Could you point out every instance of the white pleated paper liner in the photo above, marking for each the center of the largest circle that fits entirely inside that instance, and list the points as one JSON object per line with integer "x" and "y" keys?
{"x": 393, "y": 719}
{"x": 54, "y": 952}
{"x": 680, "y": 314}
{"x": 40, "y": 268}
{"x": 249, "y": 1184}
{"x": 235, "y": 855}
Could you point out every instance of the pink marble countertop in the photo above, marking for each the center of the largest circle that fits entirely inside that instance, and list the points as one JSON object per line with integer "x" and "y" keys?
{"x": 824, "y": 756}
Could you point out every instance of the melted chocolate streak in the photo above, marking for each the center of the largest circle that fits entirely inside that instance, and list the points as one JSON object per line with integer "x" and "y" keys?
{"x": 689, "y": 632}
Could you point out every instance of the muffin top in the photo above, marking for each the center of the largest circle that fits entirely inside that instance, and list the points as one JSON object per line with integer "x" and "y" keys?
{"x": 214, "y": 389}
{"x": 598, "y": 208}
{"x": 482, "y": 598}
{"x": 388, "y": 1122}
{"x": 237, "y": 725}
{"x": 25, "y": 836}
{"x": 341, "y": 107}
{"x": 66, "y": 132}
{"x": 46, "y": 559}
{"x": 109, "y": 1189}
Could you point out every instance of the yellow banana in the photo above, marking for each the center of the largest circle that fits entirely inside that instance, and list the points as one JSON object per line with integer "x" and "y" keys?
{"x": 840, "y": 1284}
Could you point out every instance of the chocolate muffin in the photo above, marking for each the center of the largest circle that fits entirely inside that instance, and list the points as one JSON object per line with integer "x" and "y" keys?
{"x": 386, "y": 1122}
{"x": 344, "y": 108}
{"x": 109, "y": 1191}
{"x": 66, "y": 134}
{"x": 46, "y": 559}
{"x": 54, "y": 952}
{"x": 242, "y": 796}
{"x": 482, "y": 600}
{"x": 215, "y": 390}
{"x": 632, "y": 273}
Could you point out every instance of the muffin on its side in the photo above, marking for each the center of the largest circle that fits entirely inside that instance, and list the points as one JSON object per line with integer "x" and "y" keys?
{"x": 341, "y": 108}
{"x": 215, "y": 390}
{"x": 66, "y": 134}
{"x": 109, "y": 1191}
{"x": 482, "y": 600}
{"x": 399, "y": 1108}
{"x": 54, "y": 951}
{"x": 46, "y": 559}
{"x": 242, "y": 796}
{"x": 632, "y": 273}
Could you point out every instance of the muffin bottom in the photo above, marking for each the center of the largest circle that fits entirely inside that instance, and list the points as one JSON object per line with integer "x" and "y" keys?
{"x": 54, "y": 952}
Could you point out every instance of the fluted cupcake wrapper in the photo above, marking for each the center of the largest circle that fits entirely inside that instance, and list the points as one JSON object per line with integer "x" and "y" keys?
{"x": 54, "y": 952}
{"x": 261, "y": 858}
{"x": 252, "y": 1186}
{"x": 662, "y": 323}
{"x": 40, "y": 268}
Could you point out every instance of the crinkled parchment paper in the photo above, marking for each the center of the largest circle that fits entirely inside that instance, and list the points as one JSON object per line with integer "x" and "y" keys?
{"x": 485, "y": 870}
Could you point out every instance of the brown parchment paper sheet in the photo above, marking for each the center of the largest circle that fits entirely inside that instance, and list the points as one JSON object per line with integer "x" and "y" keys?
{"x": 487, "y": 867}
■ ■ ■
# What to do:
Repeat every entry exactly, leaving nothing out.

# Result:
Could you point out every instance of the white pleated paper liner in the photo above, marking for each the center of the largest circle that fits entirely inside that instance, and list the points as one JSON object per line with integer "x" and "y" keys?
{"x": 393, "y": 719}
{"x": 54, "y": 952}
{"x": 680, "y": 314}
{"x": 40, "y": 268}
{"x": 249, "y": 1184}
{"x": 235, "y": 855}
Could you point out every instance of the pink marble countertop in the photo above, marking for each the center of the largest circle that fits entirely inside that instance, and list the points as one JSON object per line with integer "x" and "y" keys?
{"x": 824, "y": 756}
Could you point out every instance of the melted chocolate streak in the photo above, marking for each the center of the largest circle that fits entirely inside that instance, and list the points as one JSON object per line with integer "x" and "y" keys?
{"x": 689, "y": 632}
Could you point out every instance of the muffin top in the photo above, marking for each the center of the largest circle that fits entirely inside that instance, and list the points as one JSON object per line with integer "x" and "y" keys?
{"x": 214, "y": 389}
{"x": 598, "y": 208}
{"x": 482, "y": 598}
{"x": 388, "y": 1122}
{"x": 237, "y": 725}
{"x": 25, "y": 836}
{"x": 341, "y": 107}
{"x": 66, "y": 132}
{"x": 46, "y": 559}
{"x": 109, "y": 1189}
Could you point out every instance of the yellow banana in the photo above, marking for each the center of the largest circle that fits entirely inside that instance, and list the points as one JSON object per line with integer "x" and "y" keys?
{"x": 840, "y": 1284}
Could you point out every instance of the chocolate muffin in the photo above, marking for each the center of the largest circle that fits entirely inside that instance, and list the points as one JSON object per line with integer "x" and "y" keys?
{"x": 386, "y": 1122}
{"x": 344, "y": 108}
{"x": 109, "y": 1191}
{"x": 66, "y": 134}
{"x": 46, "y": 559}
{"x": 54, "y": 952}
{"x": 242, "y": 796}
{"x": 482, "y": 600}
{"x": 215, "y": 390}
{"x": 632, "y": 273}
Could you point out every instance of the muffin on its side in the photo above, marking for each the center of the largest circle that fits entirely inside that instance, and list the points as one JSON object per line with integer "x" and "y" keys?
{"x": 341, "y": 108}
{"x": 215, "y": 390}
{"x": 66, "y": 134}
{"x": 109, "y": 1191}
{"x": 482, "y": 600}
{"x": 399, "y": 1108}
{"x": 54, "y": 951}
{"x": 46, "y": 559}
{"x": 242, "y": 796}
{"x": 632, "y": 273}
Could you point out every instance of the muffin bottom in the photo above, marking for each the center of the largest circle that fits entirely inside that instance, and list the points as one JSON object per line with integer "x" and "y" keys?
{"x": 54, "y": 952}
Could you point out every instance of the fluted cupcake wrapper in the photo above, marking for each the center of the largest circle that fits entirely inside that instance, and list the points as one JSON object per line with integer "x" and "y" keys?
{"x": 54, "y": 952}
{"x": 261, "y": 858}
{"x": 252, "y": 1186}
{"x": 662, "y": 323}
{"x": 40, "y": 268}
Could you point out every instance of the crinkled parchment paper in the photo above, marking for each the center of the largest circle that fits entirely inside that instance, and list the points as one JSON object per line with integer "x" and "y" keys?
{"x": 485, "y": 870}
Could you point out every instance of the brown parchment paper sheet in the photo above, marking for each the center of the largest circle that fits entirely inside that instance, and list the points as one JSON object per line with integer "x" and "y" keys?
{"x": 487, "y": 867}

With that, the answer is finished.